Single by Sting and Eric Clapton

from the album Lethal Weapon 3
- Released: 23 June 1992
- Length: 4:41
- Label: A&M
- Songwriters: Sting, Eric Clapton, Michael Kamen
- Producers: Michael Kamen, Stephen McLaughlin

Sting singles chronology
| "Why Should I Cry for You" (1991) | "It's Probably Me" (1992) | "If I Ever Lose My Faith in You" (1993) |

Eric Clapton singles chronology
| "Tears in Heaven" (1992) | "It's Probably Me" (1992) | "Runaway Train" (1992) |

Music video
- "Sting - It's Probably Me (Official Music Video)" on YouTube

= It's Probably Me =

1992 single by Sting and Eric Clapton

"It's Probably Me" is a song originally released in 1992 as a collaboration by Sting featuring Eric Clapton, Michael Kamen, and David Sanborn. Released from the soundtrack to the action comedy film Lethal Weapon 3 in June 1992, the song reached number 20 on the US Billboard Album Rock Tracks chart and number 12 on Canada's RPM 100 Hit Tracks chart. It was more successful in Europe, peaking at number one in Italy, number four in France, and number six in the Netherlands.

### Records supplied
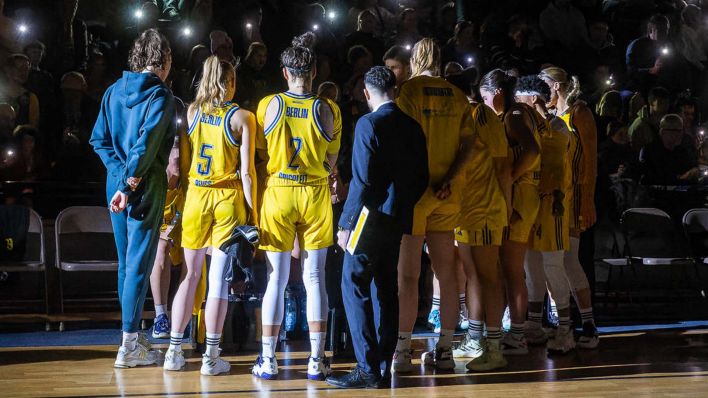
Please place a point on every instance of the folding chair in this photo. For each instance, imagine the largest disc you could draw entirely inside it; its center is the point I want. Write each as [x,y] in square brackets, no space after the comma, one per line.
[695,227]
[652,240]
[84,242]
[33,259]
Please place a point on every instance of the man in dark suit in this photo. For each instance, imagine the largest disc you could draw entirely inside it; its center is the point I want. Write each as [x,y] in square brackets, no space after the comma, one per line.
[389,175]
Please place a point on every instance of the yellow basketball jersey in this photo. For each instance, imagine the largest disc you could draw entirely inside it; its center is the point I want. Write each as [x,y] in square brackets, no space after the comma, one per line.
[483,200]
[295,139]
[443,112]
[575,148]
[554,157]
[215,150]
[533,174]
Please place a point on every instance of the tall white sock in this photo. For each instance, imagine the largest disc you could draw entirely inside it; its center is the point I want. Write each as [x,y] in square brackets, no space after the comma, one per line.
[317,340]
[130,340]
[404,341]
[160,309]
[213,340]
[268,344]
[445,339]
[176,340]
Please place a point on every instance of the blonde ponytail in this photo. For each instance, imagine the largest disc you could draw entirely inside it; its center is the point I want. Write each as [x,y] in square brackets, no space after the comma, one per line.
[213,86]
[569,86]
[573,90]
[425,57]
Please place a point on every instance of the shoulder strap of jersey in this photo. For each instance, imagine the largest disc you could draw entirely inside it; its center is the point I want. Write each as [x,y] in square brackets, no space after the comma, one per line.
[233,107]
[281,105]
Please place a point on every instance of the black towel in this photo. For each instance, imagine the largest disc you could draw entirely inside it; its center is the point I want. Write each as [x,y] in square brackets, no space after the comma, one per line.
[14,223]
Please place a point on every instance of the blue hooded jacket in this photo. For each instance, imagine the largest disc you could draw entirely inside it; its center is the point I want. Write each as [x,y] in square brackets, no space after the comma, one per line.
[135,129]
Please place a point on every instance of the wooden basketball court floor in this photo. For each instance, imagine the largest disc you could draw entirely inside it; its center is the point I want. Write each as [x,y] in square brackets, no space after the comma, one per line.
[643,364]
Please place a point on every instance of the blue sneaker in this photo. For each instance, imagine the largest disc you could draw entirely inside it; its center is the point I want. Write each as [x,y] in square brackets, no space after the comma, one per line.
[434,320]
[161,327]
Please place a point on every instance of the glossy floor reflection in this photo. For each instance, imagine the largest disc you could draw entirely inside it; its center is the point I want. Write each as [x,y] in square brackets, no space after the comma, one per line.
[651,364]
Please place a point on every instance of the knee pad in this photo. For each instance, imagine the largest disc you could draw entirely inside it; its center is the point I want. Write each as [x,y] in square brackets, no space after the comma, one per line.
[272,308]
[314,279]
[535,277]
[556,278]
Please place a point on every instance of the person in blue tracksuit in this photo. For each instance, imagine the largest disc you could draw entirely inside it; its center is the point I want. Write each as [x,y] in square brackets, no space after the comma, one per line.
[133,136]
[389,175]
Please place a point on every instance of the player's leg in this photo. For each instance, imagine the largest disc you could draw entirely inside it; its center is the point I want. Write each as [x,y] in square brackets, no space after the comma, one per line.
[442,259]
[486,260]
[563,341]
[536,287]
[159,285]
[471,345]
[580,288]
[512,260]
[408,275]
[434,314]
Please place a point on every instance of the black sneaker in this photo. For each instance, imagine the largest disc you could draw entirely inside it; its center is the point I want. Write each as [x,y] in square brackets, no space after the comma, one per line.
[354,379]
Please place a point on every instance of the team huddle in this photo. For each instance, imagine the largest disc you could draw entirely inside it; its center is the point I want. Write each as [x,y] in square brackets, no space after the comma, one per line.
[511,186]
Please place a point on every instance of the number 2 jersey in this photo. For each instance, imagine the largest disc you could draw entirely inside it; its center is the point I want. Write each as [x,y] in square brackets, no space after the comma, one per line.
[214,148]
[296,140]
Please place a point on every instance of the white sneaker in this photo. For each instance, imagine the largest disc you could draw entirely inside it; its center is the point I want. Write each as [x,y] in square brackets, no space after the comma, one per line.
[174,360]
[514,346]
[144,341]
[318,368]
[402,361]
[266,368]
[491,359]
[140,356]
[464,322]
[214,366]
[468,348]
[562,342]
[441,358]
[534,334]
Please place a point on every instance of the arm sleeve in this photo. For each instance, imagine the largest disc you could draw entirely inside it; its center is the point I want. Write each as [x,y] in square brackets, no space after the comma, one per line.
[333,147]
[158,121]
[102,142]
[364,150]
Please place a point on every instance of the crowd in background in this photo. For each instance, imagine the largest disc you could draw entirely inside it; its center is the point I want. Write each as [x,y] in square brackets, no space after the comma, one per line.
[637,61]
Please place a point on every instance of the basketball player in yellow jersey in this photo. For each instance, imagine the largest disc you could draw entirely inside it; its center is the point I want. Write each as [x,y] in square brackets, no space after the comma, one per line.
[444,113]
[301,135]
[479,236]
[218,153]
[522,130]
[583,150]
[544,262]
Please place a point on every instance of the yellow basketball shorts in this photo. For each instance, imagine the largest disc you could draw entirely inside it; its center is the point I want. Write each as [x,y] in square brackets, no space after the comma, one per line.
[479,237]
[525,202]
[551,233]
[302,210]
[210,216]
[434,215]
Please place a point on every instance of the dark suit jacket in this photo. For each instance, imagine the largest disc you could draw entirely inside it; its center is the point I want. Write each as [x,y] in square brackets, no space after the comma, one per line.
[389,167]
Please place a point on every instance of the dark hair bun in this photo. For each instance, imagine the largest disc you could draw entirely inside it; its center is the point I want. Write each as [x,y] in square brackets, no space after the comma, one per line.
[306,40]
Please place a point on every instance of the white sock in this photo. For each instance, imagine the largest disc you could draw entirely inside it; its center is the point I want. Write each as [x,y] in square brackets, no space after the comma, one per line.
[268,343]
[130,340]
[436,303]
[160,309]
[213,340]
[445,339]
[404,341]
[317,340]
[176,340]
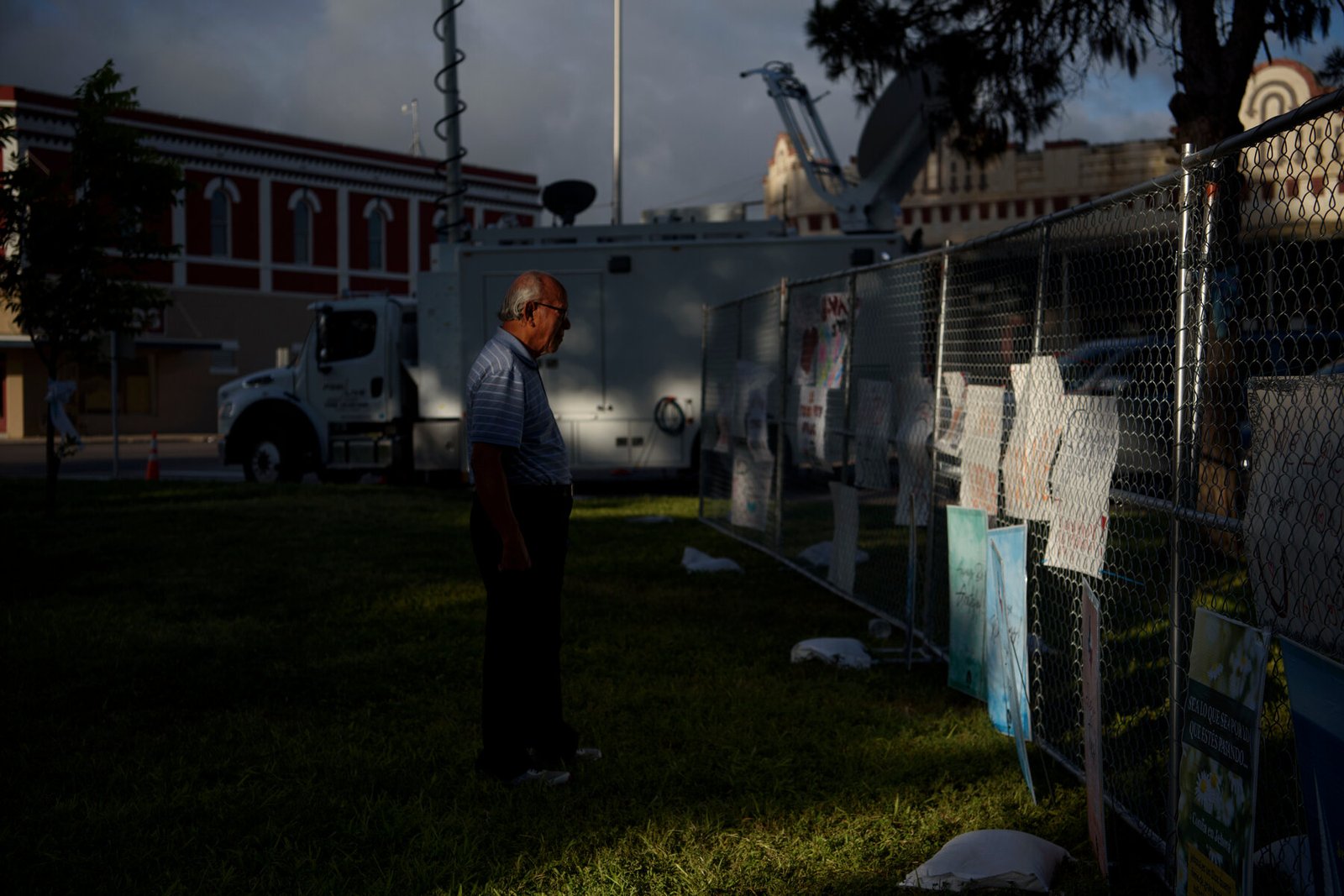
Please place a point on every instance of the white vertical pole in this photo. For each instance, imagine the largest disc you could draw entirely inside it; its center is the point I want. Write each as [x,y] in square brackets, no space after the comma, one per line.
[616,118]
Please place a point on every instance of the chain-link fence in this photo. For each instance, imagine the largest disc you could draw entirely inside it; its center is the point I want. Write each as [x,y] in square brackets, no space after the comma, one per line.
[1126,380]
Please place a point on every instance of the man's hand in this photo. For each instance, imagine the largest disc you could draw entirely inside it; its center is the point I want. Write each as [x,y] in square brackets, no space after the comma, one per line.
[492,490]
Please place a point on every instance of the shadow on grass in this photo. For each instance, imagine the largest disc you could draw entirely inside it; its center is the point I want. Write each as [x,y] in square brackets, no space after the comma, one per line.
[226,689]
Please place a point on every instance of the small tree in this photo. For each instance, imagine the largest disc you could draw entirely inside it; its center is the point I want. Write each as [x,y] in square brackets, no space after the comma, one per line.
[76,237]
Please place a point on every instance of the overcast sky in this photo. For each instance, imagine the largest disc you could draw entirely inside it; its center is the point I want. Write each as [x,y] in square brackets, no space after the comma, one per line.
[538,80]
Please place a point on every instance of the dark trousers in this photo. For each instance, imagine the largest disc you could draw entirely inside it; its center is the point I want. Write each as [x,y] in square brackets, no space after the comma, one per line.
[522,720]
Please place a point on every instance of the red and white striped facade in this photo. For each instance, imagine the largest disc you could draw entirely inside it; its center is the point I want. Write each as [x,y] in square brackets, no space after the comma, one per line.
[269,223]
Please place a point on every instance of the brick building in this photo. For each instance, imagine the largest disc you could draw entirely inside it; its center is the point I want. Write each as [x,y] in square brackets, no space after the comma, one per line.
[269,223]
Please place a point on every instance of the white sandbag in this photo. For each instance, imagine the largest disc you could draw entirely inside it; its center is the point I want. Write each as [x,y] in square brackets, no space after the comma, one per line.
[819,555]
[701,562]
[846,653]
[1008,859]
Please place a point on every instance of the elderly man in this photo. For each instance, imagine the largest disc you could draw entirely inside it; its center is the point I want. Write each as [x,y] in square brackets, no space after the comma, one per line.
[519,532]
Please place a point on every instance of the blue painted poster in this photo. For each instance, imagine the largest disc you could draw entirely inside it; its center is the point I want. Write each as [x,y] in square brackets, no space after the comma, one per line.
[1005,631]
[968,543]
[1316,694]
[1215,815]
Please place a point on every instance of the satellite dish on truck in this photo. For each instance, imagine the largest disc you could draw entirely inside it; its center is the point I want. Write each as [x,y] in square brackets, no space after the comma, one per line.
[893,148]
[568,197]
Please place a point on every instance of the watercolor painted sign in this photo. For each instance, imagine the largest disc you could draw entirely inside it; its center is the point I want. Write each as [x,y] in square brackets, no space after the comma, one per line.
[1038,421]
[844,539]
[980,448]
[873,429]
[1092,726]
[1294,506]
[1316,694]
[750,499]
[1005,631]
[1215,820]
[968,543]
[1081,485]
[914,403]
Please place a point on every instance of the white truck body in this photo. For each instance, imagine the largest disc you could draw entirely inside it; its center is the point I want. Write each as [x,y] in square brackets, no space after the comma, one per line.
[380,385]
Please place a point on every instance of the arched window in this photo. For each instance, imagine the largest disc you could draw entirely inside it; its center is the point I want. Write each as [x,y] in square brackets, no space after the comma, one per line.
[302,234]
[219,223]
[375,239]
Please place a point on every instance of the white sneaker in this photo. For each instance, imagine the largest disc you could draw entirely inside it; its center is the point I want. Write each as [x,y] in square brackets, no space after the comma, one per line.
[544,777]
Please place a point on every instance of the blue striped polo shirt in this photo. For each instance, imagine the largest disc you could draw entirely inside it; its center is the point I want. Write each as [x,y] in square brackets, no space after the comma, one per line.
[507,406]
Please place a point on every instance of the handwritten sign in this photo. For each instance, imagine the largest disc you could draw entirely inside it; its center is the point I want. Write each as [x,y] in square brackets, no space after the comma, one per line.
[1220,745]
[1081,485]
[844,540]
[914,411]
[954,387]
[750,496]
[980,448]
[812,423]
[833,340]
[1093,779]
[1032,443]
[1294,508]
[874,430]
[968,546]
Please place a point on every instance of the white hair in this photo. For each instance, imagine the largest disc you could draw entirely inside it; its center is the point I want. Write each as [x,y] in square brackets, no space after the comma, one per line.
[530,286]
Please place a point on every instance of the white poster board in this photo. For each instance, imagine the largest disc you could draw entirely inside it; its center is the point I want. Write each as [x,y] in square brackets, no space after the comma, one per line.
[1032,445]
[980,448]
[1081,485]
[1294,506]
[844,540]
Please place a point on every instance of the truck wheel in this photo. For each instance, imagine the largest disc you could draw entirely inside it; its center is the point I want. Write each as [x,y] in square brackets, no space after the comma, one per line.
[270,459]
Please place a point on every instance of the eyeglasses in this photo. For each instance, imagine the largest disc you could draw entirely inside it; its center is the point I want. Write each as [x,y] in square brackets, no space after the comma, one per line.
[564,312]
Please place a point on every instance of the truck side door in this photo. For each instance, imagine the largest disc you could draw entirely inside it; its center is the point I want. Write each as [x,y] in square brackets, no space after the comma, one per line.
[351,382]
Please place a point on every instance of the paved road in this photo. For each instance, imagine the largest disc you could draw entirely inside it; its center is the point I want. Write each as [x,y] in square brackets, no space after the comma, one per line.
[181,457]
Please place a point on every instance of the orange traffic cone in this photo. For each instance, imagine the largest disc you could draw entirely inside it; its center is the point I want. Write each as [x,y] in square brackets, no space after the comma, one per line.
[152,466]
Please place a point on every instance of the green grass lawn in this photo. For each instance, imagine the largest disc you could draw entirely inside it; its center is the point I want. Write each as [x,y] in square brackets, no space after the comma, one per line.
[222,688]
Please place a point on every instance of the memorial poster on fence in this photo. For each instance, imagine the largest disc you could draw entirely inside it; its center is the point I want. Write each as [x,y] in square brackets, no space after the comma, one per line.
[968,546]
[1038,421]
[980,448]
[833,342]
[753,390]
[1005,631]
[1090,631]
[844,537]
[954,421]
[1316,696]
[812,423]
[914,425]
[874,432]
[1294,506]
[806,324]
[1215,817]
[752,481]
[1081,485]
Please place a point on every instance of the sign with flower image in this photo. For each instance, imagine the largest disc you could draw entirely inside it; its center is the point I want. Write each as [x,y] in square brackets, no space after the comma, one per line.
[1215,821]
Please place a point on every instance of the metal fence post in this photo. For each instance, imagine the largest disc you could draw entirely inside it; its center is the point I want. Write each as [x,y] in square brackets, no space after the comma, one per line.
[846,474]
[1042,266]
[781,414]
[1180,490]
[933,446]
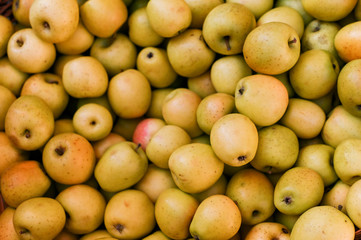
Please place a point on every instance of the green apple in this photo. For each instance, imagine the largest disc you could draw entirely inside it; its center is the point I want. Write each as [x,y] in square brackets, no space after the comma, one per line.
[262,98]
[336,196]
[234,139]
[304,117]
[79,42]
[180,109]
[7,230]
[195,167]
[164,142]
[20,10]
[29,122]
[217,217]
[6,99]
[103,18]
[68,158]
[78,86]
[168,18]
[116,53]
[39,218]
[347,84]
[315,74]
[319,157]
[85,207]
[226,71]
[153,62]
[268,230]
[140,32]
[129,94]
[297,190]
[340,125]
[277,151]
[323,222]
[270,41]
[347,42]
[145,131]
[227,37]
[93,121]
[29,53]
[284,14]
[121,166]
[330,11]
[253,192]
[200,10]
[126,211]
[54,21]
[6,30]
[50,88]
[346,160]
[174,210]
[213,107]
[11,77]
[155,181]
[23,180]
[188,53]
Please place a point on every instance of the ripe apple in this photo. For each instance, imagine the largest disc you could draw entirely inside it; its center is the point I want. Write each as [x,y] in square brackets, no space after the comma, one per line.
[54,21]
[68,158]
[270,41]
[29,53]
[103,18]
[228,36]
[29,122]
[145,131]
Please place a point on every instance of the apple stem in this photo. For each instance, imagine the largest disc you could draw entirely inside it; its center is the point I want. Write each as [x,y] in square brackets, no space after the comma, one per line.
[119,227]
[226,40]
[242,158]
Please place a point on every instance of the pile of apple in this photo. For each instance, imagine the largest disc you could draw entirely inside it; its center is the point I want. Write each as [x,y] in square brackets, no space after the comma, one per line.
[180,119]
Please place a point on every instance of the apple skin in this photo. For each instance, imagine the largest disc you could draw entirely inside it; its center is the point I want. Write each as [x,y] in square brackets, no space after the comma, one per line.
[29,53]
[64,163]
[54,21]
[283,44]
[103,18]
[145,131]
[29,122]
[227,37]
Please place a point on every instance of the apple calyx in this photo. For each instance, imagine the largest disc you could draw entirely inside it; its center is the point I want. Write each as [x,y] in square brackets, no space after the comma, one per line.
[317,27]
[287,200]
[20,42]
[46,25]
[241,90]
[119,227]
[226,40]
[60,150]
[27,133]
[150,55]
[292,41]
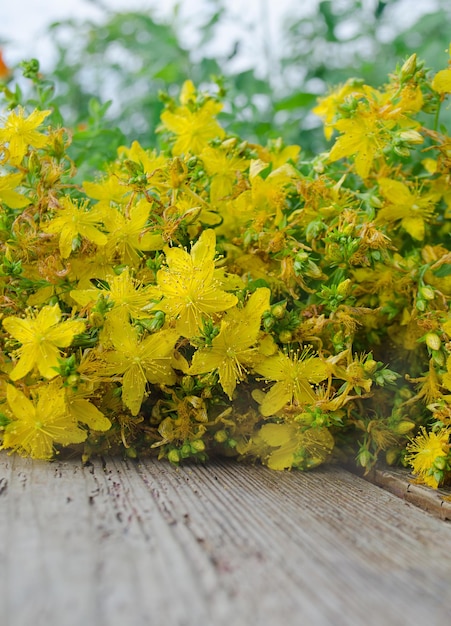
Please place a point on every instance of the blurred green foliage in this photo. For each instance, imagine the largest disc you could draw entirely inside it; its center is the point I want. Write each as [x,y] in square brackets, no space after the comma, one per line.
[129,58]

### Directions
1. In the article on "It's Probably Me," what position did the song reach on Canada's RPM 100 Hit Tracks chart?
2. Rewrite the paragraph beginning "\"It's Probably Me\" is a song originally released" in the article on "It's Probably Me" as a short bulleted list that keeps its main facts.
3. Using the article on "It's Probably Me," explain in one to three sentences what supports its statement that the song was more successful in Europe.

### The responses
1. Number 12.

2.
- Released in 1992 as a collaboration by Sting featuring Eric Clapton, Michael Kamen, and David Sanborn
- Came out in June 1992 on the soundtrack to the action comedy film Lethal Weapon 3
- Reached number 20 on the US Billboard Album Rock Tracks chart and number 12 on Canada's RPM 100 Hit Tracks chart
- Did better in Europe: number one in Italy, number four in France, and number six in the Netherlands

3. In North America the song peaked at number 20 on the US Billboard Album Rock Tracks chart and number 12 in Canada. In Europe it placed higher, reaching number one in Italy, number four in France, and number six in the Netherlands.